In the court opinion below, please translate this sentence into Spanish: "The separation agreement which the parties had negotiated was made a part of the decree by reference."

Text shown:
++++++

Randlett v. Randlett
Court | Supreme Judicial Court of Maine (US) |
Citation | 401 A.2d 1008 |
Parties | Margaret H. RANDLETT v. Yeaton D. RANDLETT. |
Decision Date | 31 May 1979 |
Page 1008
v.
Yeaton D. RANDLETT.
Page 1009
Grossman, Faber & Miller by Barry M. Faber, (orally), Rockland, for plaintiff.
Eaton, Glass & Marsano by Francis C. Marsano, (orally), Belfast, for defendant.
Before WERNICK, ARCHIBALD, DELAHANTY and GODFREY, JJ.
DELAHANTY, Justice.
This appeal raises the question of the propriety of a declaratory judgment, to be entered during the lives of the spouses, which would decide whether a separation agreement negotiated by the parties and incorporated into their divorce decree will obligate the defendant-husband's estate to continue making alimony payments to the plaintiff-wife in the event that she survives him. Since we conclude, contrary to the rulings of the courts below, that a justiciable controversy exists, we sustain the appeal and remand the case for further consideration on the merits.
By a decree entered April 2, 1976, the District Court granted the plaintiff a divorce from the defendant on the ground of cruel and abusive treatment. The separation agreement which the parties had negotiated was made a part of the decree by reference. Paragraph 2D of the agreement obligated the defendant to pay $150.00 per week "so long as (the plaintiff) remains unmarried and alive."

++++++

Stored data:
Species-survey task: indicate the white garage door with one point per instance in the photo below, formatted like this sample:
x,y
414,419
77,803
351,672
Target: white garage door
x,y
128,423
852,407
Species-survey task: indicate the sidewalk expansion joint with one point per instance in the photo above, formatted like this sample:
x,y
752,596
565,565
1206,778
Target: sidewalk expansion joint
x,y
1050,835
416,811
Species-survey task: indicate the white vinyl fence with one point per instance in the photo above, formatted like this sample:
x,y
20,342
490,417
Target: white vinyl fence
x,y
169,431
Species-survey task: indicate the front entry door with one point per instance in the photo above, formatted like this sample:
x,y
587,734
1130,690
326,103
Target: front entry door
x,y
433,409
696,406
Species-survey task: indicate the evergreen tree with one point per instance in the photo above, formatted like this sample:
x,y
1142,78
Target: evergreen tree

++++++

Solution for this problem: El acuerdo de separación que las partes habían negociado se incorporó a la sentencia por remisión.